La Nuova Sardegna

Oristano

Uccise il rivale, condannato a 24 anni

di Michela Cuccu
Uccise il rivale, condannato a 24 anni

Francesco Fenu considerato colpevole di omicidio premeditato per gli apprezzamenti fatti dalla vittima sulla fidanzata

05 ottobre 2021
3 MINUTI DI LETTURA





GENONI. Francesco Fenu aveva 22 anni quando uccise Roberto Vinci: ne dovrà trascorrere 24 in carcere e altri tre in libertà vigilata. Per i giudici della Corte d’Assise del tribunale di Cagliari e per la giuria popolare, fu omicidio premeditato. Nessuna attenuante è stata riconosciuta al giovane che, dopo un anno trascorso in carcere, aveva confessato il delitto. La corte (presidente Giovanni Massidda, a latere Stefania Selis) è andata addirittura oltre le richieste del pubblico ministero Nicoletta Mari, che aveva sollecitato 24 anni di reclusione con il riconoscimento delle attenuanti generiche.

La sentenza, pronunciata poco dopo le 15.30, condanna il giovane anche al pagamento di una provvisionale di 40mila euro alla sorella della vittima, Laura Vinci, e di 20mila al fratello Luca. Non ha convinto, insomma, la tesi della difesa che ieri attraverso l’avvocato Luigi Porcella, come già aveva fatto nell’udienza di mercoledì scorso il collega Francesco Marongiu, parlando per oltre tre ore, aveva escluso la premeditazione, sostenendo che ad armare Francesco Fenu, non sarebbero state due persone – mai indagate – che il giorno prima avevano litigato con la vittima, come lo stesso Vinci avrebbe detto in punto di morte al maresciallo dei carabinieri che si occupava delle indagini.

Furono invece rabbia e paura, che Roberto Vinci, che aveva 48 anni e un trascorso complicato, facesse del male alla fidanzatina, sulla quale aveva fatto apprezzamenti pesanti, a spingere il giovane a prendere il fucile che teneva nascosto e usava per andare a caccia di frodo. Il comportamento tenuto successivamente, secondo l’avvocato Porcella, confermerebbe che non ci sarebbe stata premeditazione. Fenu avrebbe caricato l’arma con soli due proiettili e, dopo aver sparato, aveva fatto rientro a casa. Non si era cambiato, non si era lavato, tanto che dalla prova dello stub cui sarà sottoposto poche ore dopo, dato che la vittima dirà ai carabinieri di averlo riconosciuto anche se aveva il volto coperto, risulteranno tracce di polvere da sparo.

Esempi di etichettatura per punti:
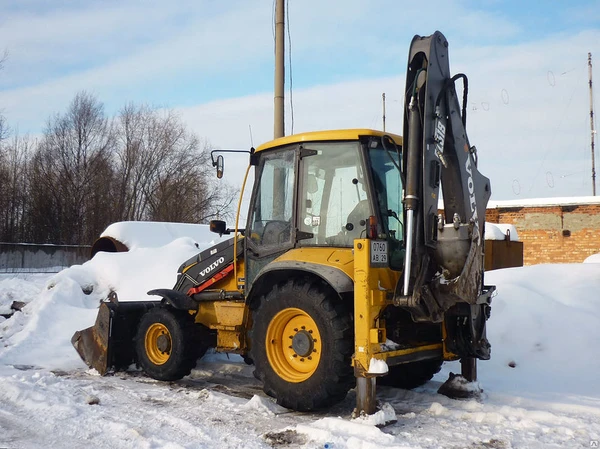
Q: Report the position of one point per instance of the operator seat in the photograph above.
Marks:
(357, 220)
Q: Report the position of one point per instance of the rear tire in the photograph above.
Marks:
(168, 343)
(301, 344)
(411, 375)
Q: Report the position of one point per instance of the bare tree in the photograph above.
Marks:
(162, 170)
(72, 162)
(14, 160)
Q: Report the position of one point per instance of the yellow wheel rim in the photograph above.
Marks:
(293, 345)
(158, 343)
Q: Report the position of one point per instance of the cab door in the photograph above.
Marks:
(270, 230)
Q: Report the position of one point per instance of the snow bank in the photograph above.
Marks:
(594, 258)
(41, 335)
(545, 332)
(150, 234)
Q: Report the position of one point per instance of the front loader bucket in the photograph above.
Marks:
(92, 343)
(110, 343)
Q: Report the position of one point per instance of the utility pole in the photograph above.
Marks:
(279, 129)
(383, 97)
(592, 124)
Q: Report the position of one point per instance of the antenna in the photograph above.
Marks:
(383, 97)
(593, 131)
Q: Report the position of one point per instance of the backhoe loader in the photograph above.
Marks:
(344, 275)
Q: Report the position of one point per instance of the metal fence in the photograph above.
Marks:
(36, 258)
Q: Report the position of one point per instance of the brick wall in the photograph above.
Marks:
(560, 233)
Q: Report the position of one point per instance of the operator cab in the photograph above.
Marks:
(326, 189)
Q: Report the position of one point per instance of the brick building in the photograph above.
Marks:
(553, 230)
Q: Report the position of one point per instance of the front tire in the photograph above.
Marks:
(301, 344)
(168, 343)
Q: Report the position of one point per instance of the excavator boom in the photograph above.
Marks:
(444, 256)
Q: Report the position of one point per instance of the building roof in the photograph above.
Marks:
(545, 202)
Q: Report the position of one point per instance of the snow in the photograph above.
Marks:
(151, 234)
(499, 231)
(594, 258)
(377, 366)
(540, 389)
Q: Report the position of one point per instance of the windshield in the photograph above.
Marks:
(387, 180)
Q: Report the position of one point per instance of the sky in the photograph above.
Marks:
(212, 62)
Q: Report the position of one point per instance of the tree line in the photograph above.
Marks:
(88, 170)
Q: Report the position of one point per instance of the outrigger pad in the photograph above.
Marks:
(457, 387)
(92, 343)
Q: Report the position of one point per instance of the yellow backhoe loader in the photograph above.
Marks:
(345, 273)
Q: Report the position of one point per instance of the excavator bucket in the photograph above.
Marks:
(110, 343)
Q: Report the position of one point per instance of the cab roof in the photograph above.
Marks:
(329, 135)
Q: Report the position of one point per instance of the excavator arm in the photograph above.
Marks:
(443, 270)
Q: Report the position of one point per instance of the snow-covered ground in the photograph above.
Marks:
(541, 388)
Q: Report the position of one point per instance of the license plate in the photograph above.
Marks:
(379, 253)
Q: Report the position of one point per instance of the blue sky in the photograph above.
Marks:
(212, 61)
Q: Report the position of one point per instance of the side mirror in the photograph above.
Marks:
(218, 227)
(220, 166)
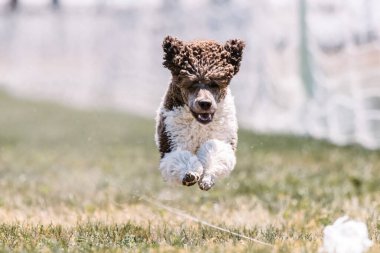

# COMPITO ASSEGNATO
Nell'articolo sulla condanna di Francesco Fenu, quale somma di provvisionale deve pagare il giovane alla sorella della vittima? Le voci non servono per questo esercizio.

# RISULTATO
40mila euro.